■ Provided passage ■
Draw on whatever support you have around you from people and from the divine energy of the universe (whatever that means to you) and hand over a little of the burden – even just energetically. Know that you are an amazing mother, trust that things will unfold as they will and that you are strong enough to handle whatever comes. 

You do not need to try any harder.”

I hear people beating themselves up all the time about diet and lifestyle struggles and they often end with some version of, “I just need to try harder.”

But it’s not about trying harder.

It’s not about having more willpower or locking away all the double-stuffed Oreo cookies so that you don’t go crazy and jam the entire bag into your mouth at once.

It’s about stopping. 

It’s about being nowhere but right here, right now. 

It’s about inhaling and exhaling.

It’s about relaxing and letting go and simply noticing that you are craving the cookies but taking the time and the space to examine that feeling, turn it around and upside down and look at every nook and cranny of it and decide if eating is the best way to love it.

■ Task brief ■
Please retype the passage about trying harder, word for word, from beginning to end.

■ Dataset extract ■
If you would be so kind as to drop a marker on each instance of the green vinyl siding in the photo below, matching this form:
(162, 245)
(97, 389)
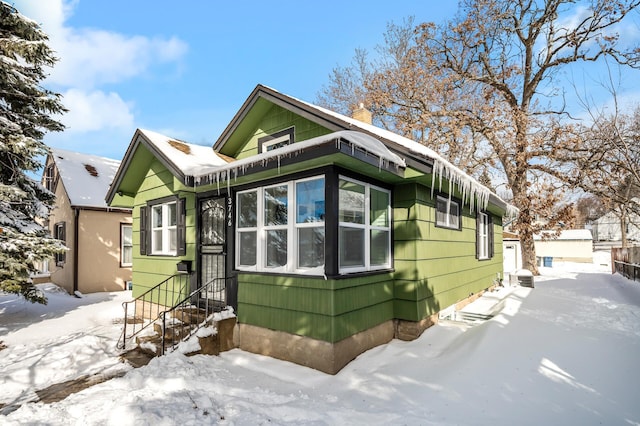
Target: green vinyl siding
(328, 310)
(436, 267)
(275, 120)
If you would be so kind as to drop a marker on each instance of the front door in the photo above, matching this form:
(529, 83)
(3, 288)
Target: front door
(212, 276)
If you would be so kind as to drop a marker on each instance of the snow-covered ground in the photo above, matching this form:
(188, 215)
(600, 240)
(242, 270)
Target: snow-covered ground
(565, 352)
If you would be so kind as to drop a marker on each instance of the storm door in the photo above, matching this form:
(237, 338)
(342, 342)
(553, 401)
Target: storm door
(212, 277)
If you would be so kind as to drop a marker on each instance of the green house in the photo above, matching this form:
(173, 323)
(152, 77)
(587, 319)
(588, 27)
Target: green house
(331, 235)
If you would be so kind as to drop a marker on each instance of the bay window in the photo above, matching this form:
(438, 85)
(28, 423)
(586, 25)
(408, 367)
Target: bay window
(283, 227)
(289, 235)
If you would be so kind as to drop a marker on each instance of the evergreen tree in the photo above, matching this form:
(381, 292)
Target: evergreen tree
(25, 115)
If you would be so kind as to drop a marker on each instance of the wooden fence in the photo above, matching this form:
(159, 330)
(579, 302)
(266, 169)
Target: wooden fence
(626, 262)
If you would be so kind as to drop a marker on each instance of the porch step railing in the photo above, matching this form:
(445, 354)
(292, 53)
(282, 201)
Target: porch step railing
(142, 311)
(629, 270)
(194, 311)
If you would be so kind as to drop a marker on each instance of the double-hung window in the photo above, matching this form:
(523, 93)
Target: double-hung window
(364, 237)
(281, 227)
(60, 233)
(164, 221)
(483, 235)
(447, 213)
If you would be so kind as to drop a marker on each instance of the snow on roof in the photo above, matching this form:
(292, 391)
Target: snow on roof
(191, 159)
(568, 234)
(86, 178)
(365, 142)
(473, 192)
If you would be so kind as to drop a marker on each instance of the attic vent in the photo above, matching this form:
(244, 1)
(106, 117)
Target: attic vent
(92, 170)
(180, 146)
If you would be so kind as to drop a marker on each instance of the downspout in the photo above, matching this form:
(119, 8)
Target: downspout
(76, 254)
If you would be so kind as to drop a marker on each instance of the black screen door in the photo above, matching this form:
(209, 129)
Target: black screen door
(213, 250)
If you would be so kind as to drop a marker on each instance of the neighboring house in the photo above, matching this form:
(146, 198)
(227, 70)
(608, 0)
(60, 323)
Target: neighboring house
(572, 245)
(332, 235)
(607, 228)
(98, 237)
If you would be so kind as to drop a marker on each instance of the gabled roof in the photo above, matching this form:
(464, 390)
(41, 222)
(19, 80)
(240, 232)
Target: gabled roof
(183, 159)
(413, 153)
(86, 178)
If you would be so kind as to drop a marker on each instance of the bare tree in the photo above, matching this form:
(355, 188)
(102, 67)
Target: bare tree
(611, 169)
(483, 90)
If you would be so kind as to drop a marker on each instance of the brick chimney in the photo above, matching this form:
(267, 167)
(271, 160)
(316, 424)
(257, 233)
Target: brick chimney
(362, 114)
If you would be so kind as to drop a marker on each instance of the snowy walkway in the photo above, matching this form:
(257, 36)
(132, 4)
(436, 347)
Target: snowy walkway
(565, 352)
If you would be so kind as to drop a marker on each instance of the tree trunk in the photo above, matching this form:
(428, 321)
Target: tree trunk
(527, 244)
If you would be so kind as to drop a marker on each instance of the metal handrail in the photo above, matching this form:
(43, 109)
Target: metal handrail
(203, 309)
(159, 295)
(628, 270)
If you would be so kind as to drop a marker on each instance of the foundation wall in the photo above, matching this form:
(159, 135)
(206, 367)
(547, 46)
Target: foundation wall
(330, 357)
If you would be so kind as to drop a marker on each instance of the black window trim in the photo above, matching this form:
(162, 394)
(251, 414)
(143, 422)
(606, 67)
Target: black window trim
(122, 264)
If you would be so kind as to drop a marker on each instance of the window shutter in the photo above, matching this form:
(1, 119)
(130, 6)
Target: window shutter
(144, 229)
(181, 226)
(490, 237)
(478, 225)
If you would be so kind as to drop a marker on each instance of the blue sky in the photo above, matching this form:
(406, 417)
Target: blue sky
(184, 68)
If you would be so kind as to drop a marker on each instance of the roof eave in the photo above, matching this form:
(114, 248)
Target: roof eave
(140, 138)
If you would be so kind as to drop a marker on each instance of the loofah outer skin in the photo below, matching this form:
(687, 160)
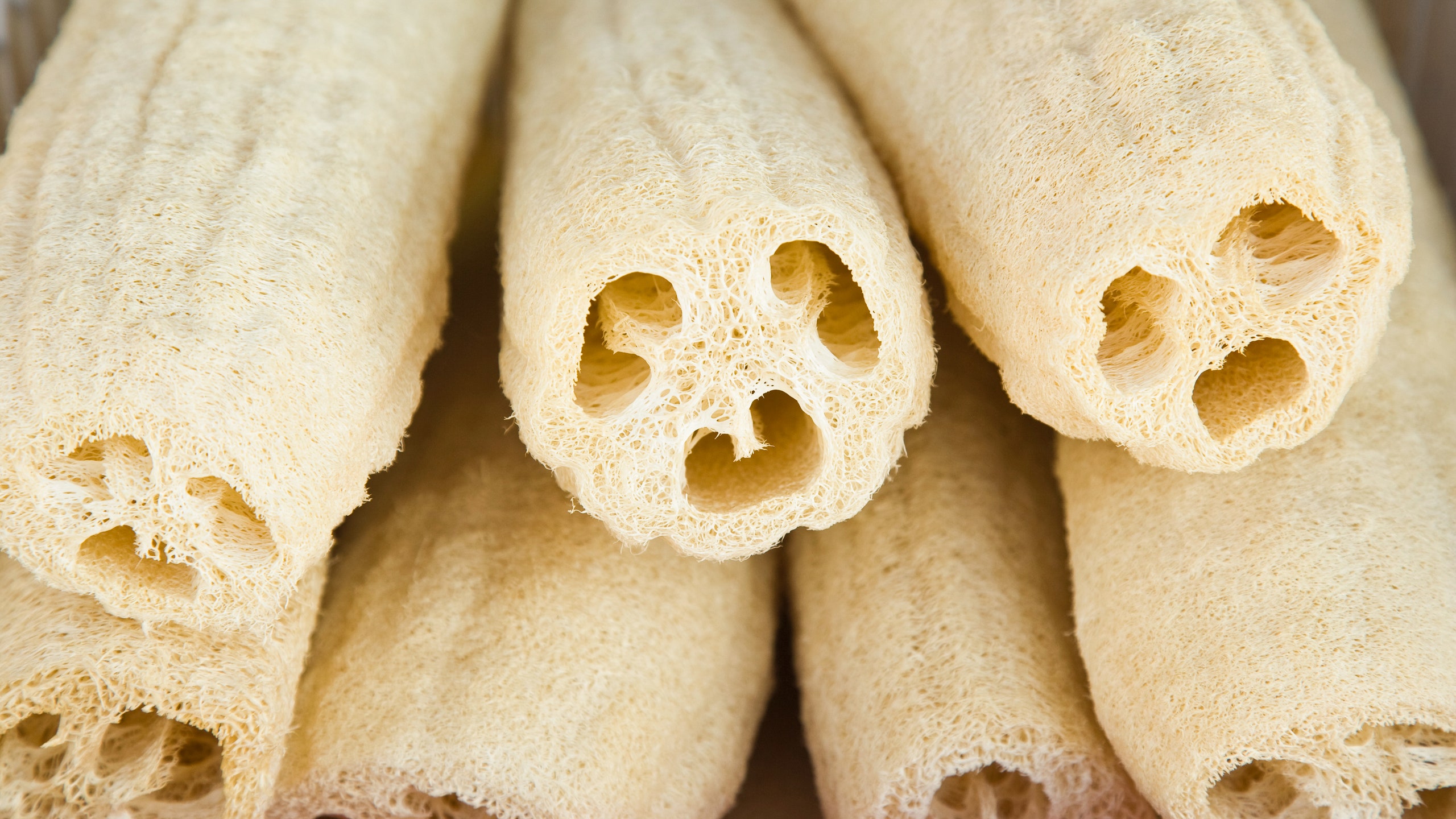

■ Solved exercise ■
Draw on whatever support you have around you from people and from the divine energy of the universe (whatever that means to you) and hand over a little of the burden – even just energetically. Know that you are an amazing mother, trust that things will unfold as they will and that you are strong enough to handle whatever comes. 

You do not need to try any harder.”

I hear people beating themselves up all the time about diet and lifestyle struggles and they often end with some version of, “I just need to try harder.”

But it’s not about trying harder.

It’s not about having more willpower or locking away all the double-stuffed Oreo cookies so that you don’t go crazy and jam the entire bag into your mouth at once.

It’s about stopping. 

It’s about being nowhere but right here, right now. 

It’s about inhaling and exhaling.

It’s about relaxing and letting go and simply noticing that you are craving the cookies but taking the time and the space to examine that feeling, turn it around and upside down and look at every nook and cranny of it and decide if eating is the best way to love it.